Go to the line holding "Target: mountain range" in the entries below and write out exactly every line down to and including the line holding "the distant mountain".
*** SUPPLIED MATERIAL ***
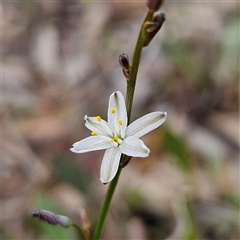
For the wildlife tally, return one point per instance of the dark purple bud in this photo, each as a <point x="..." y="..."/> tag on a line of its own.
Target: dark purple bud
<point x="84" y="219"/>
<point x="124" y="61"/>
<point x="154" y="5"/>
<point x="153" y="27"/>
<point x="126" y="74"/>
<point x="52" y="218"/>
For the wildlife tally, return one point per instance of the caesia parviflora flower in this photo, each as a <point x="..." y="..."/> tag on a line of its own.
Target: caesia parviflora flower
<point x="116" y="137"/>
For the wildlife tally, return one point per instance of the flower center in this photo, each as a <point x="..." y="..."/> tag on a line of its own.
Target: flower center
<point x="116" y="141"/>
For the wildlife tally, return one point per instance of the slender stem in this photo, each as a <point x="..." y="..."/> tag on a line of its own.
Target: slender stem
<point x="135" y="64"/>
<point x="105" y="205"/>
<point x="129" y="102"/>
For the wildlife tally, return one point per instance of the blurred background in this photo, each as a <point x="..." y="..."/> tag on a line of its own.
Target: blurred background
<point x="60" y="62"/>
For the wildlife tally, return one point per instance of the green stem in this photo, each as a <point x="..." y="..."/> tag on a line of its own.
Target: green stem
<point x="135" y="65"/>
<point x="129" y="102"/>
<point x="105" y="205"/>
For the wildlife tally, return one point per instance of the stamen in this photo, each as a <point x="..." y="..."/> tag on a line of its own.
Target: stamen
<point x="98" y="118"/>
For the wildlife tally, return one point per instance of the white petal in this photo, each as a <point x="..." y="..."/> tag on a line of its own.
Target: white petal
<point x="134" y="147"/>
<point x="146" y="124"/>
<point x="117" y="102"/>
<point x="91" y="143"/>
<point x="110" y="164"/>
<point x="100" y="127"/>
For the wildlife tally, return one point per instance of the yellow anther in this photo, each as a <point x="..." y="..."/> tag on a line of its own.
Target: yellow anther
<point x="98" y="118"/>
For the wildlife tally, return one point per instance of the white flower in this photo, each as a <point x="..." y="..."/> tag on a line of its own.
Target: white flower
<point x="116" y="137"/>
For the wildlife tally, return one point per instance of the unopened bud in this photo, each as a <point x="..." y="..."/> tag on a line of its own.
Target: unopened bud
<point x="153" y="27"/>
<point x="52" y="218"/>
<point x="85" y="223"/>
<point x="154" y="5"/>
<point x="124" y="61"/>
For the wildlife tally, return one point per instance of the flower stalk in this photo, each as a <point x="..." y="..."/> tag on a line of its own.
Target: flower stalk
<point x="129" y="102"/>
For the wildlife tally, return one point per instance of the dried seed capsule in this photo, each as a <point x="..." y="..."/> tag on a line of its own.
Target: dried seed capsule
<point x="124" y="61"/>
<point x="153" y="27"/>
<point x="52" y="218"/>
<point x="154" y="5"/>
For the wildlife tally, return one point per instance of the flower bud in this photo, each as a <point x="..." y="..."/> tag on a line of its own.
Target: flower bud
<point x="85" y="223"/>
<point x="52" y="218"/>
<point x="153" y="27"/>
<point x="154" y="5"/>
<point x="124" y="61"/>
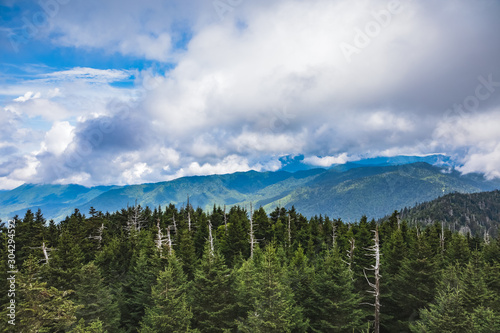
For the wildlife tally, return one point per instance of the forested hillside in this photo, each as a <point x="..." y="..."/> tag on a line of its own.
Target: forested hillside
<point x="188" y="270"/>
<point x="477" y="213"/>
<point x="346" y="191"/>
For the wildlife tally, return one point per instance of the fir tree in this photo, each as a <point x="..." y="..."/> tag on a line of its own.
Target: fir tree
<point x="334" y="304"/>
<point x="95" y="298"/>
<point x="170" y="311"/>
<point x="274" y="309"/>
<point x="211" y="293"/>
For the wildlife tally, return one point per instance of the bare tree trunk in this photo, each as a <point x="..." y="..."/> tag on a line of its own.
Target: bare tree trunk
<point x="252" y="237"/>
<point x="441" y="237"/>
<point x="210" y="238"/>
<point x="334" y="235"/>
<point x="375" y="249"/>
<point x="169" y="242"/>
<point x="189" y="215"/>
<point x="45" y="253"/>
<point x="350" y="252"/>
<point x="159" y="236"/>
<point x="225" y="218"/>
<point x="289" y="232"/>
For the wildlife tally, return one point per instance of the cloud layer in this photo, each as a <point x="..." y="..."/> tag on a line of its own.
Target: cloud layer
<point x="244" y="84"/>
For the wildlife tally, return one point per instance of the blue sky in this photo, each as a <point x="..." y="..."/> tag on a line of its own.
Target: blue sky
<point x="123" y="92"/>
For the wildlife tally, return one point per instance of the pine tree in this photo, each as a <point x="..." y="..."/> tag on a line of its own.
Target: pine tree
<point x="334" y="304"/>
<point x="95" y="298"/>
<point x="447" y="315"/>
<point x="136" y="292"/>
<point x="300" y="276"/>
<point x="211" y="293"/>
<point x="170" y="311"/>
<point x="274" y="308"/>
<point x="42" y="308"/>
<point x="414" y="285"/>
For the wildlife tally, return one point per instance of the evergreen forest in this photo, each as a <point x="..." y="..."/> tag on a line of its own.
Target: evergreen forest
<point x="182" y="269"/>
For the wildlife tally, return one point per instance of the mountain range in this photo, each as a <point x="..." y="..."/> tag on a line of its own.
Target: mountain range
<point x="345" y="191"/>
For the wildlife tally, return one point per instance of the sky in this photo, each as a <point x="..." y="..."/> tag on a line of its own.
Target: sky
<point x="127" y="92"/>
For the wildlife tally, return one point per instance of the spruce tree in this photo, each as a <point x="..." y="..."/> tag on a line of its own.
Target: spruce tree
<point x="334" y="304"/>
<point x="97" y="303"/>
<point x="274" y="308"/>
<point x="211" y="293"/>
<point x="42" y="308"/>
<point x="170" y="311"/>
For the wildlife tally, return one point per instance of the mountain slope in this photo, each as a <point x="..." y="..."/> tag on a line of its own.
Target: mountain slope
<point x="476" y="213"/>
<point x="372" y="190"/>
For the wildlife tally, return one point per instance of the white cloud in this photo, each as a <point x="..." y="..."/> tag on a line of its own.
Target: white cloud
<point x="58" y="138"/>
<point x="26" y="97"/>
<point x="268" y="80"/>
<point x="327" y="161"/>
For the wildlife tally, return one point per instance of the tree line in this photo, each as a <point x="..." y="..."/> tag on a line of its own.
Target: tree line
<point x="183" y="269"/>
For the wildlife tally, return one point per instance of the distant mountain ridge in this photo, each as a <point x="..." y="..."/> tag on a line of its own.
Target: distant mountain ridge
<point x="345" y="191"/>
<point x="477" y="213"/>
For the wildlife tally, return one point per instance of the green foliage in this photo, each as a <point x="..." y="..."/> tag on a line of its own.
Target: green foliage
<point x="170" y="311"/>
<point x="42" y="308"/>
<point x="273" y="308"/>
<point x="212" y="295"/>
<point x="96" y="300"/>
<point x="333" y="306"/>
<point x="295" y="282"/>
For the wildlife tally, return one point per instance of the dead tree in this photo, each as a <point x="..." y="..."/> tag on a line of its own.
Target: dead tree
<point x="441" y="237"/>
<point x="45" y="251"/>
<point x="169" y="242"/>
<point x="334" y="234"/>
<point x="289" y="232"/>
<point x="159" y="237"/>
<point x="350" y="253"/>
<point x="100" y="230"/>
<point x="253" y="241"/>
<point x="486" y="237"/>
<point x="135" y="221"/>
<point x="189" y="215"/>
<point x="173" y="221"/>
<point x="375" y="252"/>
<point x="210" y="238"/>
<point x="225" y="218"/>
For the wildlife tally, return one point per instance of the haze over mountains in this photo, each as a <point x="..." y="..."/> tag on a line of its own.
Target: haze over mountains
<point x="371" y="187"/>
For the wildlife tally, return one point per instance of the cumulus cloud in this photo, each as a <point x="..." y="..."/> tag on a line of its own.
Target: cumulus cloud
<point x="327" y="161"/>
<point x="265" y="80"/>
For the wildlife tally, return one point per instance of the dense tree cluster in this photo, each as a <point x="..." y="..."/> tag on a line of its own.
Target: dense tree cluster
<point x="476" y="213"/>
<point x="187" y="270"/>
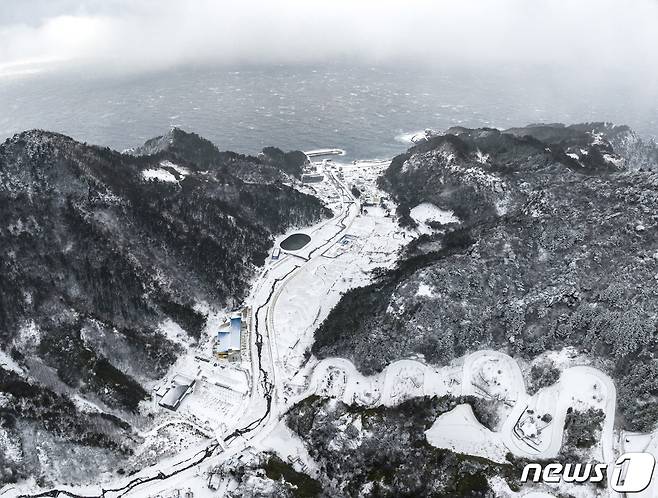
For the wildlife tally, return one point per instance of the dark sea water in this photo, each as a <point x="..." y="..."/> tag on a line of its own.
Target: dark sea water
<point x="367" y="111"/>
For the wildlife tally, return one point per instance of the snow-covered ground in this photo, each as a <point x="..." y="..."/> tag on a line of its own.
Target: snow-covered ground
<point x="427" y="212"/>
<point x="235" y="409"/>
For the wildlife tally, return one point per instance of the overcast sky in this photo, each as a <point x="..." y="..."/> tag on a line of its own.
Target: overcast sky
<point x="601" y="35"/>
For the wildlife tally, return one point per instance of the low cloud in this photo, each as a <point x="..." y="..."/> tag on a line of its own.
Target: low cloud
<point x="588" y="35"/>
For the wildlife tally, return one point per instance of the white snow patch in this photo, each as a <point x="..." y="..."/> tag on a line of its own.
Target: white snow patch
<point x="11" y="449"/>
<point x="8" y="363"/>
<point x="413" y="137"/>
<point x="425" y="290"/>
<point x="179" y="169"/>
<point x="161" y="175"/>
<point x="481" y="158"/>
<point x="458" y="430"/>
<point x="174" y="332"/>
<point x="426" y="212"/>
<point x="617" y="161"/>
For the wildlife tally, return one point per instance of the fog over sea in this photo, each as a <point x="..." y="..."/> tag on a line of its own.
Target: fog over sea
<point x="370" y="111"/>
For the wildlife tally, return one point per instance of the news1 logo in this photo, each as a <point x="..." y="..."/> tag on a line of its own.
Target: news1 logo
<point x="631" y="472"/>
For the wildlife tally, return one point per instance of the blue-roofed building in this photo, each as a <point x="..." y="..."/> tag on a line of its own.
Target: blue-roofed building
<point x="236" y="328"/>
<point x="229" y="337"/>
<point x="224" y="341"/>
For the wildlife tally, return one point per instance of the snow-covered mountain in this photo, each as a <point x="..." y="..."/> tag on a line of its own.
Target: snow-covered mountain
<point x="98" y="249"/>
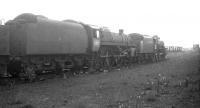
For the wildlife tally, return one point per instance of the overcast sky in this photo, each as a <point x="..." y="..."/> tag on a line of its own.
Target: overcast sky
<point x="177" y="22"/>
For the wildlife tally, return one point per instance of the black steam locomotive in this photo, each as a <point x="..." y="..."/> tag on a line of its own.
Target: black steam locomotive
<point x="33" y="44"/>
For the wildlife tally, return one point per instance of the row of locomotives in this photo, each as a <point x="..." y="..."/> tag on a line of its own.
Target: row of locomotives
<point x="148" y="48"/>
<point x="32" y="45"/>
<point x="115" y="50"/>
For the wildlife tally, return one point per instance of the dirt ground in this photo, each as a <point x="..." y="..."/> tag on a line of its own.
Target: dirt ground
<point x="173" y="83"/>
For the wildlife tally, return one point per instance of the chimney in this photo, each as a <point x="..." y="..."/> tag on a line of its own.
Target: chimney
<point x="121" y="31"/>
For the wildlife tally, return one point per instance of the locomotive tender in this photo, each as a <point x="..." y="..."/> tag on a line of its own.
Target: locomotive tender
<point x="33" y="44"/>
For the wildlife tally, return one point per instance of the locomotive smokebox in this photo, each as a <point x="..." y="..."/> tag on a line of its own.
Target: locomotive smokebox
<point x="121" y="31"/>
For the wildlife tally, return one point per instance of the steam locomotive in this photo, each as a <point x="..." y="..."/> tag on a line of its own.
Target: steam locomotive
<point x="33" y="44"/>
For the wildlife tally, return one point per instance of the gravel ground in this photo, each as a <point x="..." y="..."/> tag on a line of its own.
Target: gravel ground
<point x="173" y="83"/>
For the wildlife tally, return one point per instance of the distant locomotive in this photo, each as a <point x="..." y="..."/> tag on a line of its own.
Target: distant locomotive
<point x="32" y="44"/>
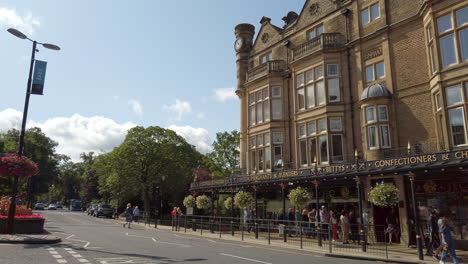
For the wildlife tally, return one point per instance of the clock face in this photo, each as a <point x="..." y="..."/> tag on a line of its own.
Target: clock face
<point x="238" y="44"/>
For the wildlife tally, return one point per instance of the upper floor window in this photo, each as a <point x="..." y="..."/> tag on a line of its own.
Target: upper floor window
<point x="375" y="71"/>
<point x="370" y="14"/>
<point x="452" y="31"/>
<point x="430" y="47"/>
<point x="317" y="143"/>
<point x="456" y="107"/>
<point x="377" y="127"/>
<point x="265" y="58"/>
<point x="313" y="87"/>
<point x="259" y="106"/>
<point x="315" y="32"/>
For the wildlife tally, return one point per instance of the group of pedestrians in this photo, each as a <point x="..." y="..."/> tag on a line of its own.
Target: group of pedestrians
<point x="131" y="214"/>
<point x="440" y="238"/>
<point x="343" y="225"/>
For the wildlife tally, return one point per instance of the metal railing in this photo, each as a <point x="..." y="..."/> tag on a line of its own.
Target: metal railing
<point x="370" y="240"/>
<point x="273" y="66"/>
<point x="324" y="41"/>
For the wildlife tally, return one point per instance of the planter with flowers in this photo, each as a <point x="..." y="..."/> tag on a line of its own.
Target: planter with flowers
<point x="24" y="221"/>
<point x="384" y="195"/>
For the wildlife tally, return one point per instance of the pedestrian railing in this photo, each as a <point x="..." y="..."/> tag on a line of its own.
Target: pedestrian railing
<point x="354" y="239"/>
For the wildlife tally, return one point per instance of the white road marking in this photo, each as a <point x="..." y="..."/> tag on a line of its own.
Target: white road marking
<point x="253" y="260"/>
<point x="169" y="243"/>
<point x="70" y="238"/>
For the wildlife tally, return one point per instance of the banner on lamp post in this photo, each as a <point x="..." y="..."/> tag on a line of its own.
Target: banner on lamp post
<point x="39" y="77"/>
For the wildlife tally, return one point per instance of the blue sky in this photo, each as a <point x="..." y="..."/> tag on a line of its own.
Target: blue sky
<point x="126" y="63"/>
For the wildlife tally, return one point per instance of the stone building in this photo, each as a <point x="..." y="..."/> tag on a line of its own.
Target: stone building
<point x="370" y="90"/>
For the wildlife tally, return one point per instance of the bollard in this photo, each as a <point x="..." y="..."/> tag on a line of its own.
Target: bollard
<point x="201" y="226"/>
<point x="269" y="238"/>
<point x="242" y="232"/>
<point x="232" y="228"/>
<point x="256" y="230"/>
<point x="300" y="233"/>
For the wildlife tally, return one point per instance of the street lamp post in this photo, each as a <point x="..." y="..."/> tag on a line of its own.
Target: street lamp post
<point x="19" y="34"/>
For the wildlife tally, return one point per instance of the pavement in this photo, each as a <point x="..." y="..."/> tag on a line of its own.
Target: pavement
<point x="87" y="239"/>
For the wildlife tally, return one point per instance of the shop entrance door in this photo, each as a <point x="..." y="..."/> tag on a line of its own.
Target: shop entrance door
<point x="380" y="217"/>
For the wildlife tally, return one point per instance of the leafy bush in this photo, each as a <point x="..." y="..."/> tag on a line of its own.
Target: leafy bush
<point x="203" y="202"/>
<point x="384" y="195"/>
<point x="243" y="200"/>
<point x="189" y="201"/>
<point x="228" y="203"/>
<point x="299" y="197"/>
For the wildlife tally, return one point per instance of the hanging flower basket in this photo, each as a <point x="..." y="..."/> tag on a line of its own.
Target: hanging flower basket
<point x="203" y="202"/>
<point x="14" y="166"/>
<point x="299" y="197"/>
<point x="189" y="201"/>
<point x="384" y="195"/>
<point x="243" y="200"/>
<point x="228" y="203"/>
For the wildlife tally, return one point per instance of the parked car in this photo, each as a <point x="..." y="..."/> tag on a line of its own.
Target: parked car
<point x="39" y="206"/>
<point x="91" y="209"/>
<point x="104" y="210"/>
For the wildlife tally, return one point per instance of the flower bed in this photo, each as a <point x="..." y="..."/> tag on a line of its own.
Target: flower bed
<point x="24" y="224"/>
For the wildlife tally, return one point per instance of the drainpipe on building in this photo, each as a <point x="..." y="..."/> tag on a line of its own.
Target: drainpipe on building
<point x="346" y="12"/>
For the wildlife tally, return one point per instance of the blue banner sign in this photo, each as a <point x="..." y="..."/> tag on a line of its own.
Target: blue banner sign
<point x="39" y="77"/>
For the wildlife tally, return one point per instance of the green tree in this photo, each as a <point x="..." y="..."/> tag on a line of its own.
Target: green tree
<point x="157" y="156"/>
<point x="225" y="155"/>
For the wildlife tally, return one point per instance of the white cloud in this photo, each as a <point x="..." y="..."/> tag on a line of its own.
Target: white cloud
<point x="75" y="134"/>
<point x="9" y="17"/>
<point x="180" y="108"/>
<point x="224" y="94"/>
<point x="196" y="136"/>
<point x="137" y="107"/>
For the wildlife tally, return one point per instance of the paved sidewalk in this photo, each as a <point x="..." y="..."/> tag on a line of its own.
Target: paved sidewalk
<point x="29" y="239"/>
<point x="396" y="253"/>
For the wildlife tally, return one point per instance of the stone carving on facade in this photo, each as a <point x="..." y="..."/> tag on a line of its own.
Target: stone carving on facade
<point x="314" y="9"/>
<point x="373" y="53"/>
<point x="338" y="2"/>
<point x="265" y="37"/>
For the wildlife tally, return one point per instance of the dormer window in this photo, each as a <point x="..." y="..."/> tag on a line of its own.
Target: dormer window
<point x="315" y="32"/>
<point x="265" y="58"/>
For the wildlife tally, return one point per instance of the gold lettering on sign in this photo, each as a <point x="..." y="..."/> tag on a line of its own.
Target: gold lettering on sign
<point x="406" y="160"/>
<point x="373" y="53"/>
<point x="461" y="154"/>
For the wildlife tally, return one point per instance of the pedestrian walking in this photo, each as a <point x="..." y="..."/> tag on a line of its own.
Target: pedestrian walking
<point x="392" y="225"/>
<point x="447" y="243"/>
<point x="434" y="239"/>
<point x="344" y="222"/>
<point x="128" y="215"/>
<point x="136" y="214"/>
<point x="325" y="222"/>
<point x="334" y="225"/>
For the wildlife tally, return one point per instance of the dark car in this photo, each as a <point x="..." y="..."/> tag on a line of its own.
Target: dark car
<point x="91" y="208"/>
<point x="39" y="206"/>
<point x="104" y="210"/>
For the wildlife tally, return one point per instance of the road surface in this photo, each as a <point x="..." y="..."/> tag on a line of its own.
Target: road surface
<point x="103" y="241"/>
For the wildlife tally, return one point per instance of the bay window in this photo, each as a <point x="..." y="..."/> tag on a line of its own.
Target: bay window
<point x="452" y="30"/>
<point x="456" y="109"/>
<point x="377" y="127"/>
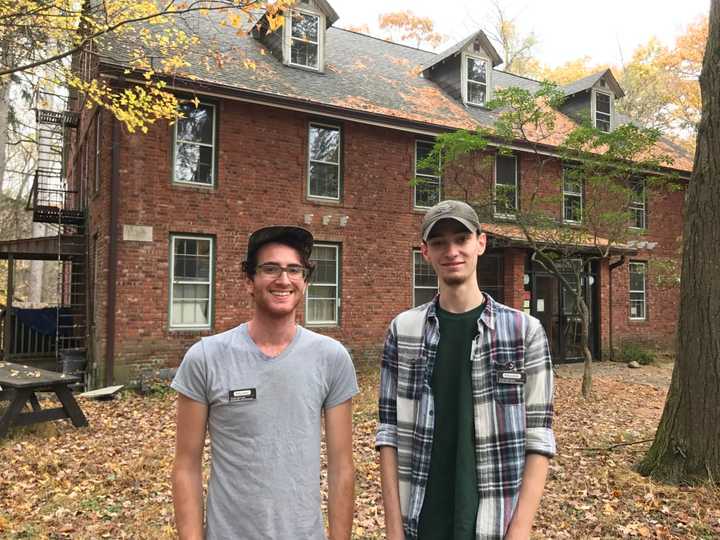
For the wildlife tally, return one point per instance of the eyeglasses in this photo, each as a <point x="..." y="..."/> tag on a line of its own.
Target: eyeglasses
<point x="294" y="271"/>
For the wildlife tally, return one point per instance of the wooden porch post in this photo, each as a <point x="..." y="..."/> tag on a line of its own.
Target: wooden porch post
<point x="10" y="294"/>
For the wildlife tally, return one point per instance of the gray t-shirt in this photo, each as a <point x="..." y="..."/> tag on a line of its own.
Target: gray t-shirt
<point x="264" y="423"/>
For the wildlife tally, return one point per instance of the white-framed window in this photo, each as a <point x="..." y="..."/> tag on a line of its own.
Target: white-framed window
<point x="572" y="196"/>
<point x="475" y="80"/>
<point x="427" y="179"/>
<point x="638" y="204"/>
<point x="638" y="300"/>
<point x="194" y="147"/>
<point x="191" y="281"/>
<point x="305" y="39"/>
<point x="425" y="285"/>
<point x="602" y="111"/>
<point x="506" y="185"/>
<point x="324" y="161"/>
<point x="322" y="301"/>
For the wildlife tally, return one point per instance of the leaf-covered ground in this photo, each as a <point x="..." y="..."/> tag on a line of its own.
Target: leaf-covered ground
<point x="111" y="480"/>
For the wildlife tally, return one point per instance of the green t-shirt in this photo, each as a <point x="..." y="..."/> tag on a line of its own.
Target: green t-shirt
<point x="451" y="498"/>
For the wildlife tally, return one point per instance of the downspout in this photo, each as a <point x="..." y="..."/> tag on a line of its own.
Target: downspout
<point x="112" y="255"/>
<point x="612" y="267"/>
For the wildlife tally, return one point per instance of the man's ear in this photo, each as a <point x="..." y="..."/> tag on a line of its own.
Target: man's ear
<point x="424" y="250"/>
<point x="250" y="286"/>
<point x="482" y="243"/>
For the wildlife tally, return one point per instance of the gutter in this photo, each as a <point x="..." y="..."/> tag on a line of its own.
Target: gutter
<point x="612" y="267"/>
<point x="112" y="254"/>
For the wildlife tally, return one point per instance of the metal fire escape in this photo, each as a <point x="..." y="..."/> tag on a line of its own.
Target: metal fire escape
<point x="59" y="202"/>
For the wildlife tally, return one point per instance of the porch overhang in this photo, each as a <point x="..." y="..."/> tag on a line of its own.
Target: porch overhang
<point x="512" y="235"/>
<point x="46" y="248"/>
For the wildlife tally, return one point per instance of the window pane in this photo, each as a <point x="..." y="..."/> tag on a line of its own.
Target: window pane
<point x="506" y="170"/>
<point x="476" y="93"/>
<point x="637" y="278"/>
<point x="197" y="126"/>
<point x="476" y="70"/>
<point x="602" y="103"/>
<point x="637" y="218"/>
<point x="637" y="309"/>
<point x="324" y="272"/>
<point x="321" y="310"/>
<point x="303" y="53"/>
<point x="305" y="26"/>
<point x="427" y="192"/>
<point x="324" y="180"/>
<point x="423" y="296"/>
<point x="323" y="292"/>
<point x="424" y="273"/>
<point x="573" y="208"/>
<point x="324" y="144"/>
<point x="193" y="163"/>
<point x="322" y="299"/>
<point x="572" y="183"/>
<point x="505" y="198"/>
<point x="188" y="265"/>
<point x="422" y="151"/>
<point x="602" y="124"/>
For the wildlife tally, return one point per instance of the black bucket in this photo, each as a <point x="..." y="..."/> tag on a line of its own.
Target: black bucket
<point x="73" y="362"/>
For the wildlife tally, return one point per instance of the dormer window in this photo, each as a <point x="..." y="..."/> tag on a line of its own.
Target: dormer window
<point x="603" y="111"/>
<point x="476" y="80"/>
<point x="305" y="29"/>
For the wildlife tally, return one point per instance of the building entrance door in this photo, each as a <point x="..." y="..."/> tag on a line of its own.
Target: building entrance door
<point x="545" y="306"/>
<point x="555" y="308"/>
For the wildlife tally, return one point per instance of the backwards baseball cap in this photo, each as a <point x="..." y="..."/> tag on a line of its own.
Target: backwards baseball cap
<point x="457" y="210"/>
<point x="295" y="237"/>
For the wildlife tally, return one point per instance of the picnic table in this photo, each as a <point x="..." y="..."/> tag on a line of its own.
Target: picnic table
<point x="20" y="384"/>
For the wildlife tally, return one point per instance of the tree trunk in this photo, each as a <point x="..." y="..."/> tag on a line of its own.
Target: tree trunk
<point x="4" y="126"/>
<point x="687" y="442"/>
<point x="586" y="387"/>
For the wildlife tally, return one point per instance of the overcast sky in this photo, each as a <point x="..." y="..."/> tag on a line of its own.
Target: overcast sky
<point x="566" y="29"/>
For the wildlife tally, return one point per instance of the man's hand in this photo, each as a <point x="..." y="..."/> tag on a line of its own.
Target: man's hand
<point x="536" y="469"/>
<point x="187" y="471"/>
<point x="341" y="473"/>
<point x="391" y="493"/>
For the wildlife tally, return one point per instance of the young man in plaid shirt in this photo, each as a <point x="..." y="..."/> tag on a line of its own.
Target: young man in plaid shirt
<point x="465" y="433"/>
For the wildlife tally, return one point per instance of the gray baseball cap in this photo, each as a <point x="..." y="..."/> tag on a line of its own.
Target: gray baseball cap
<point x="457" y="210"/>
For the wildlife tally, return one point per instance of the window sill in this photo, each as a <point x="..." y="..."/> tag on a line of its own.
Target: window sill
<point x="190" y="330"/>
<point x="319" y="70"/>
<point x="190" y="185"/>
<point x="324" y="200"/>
*** End of SUPPLIED MATERIAL ***
- TASK OUTPUT
Target: mountain range
<point x="345" y="191"/>
For the wildlife tally, return one point per instance of the sky in this photo, each as a <point x="..." y="..."/> tag on a line of its own.
Target: sky
<point x="127" y="92"/>
For the wildlife tally, return one point per instance of the spruce tree in this photo, each as a <point x="..." y="..."/> tag on a line of its own.
Target: spruce tree
<point x="334" y="304"/>
<point x="97" y="303"/>
<point x="274" y="308"/>
<point x="211" y="293"/>
<point x="42" y="308"/>
<point x="170" y="311"/>
For the wildlife tally, return one point per instance of the mountain slope in this photo, each as a <point x="..." y="..."/> tag on a line of its own.
Target: mountain slope
<point x="476" y="213"/>
<point x="372" y="190"/>
For the wildlife tally, return one point per instance of the white cloud in this photo, each as a <point x="..." y="..."/> tag on a line of its own.
Target: white cloud
<point x="58" y="138"/>
<point x="26" y="97"/>
<point x="268" y="80"/>
<point x="327" y="161"/>
For the wildlife tally, return one point per instance of the tree line in this photo, each as a <point x="..." y="..."/> tag on a line of its own.
Target: tree line
<point x="183" y="269"/>
For the wildlife tally, return one point per instance of the distant mountain ridge in this photo, each as a <point x="..." y="..."/> tag on a line of its own.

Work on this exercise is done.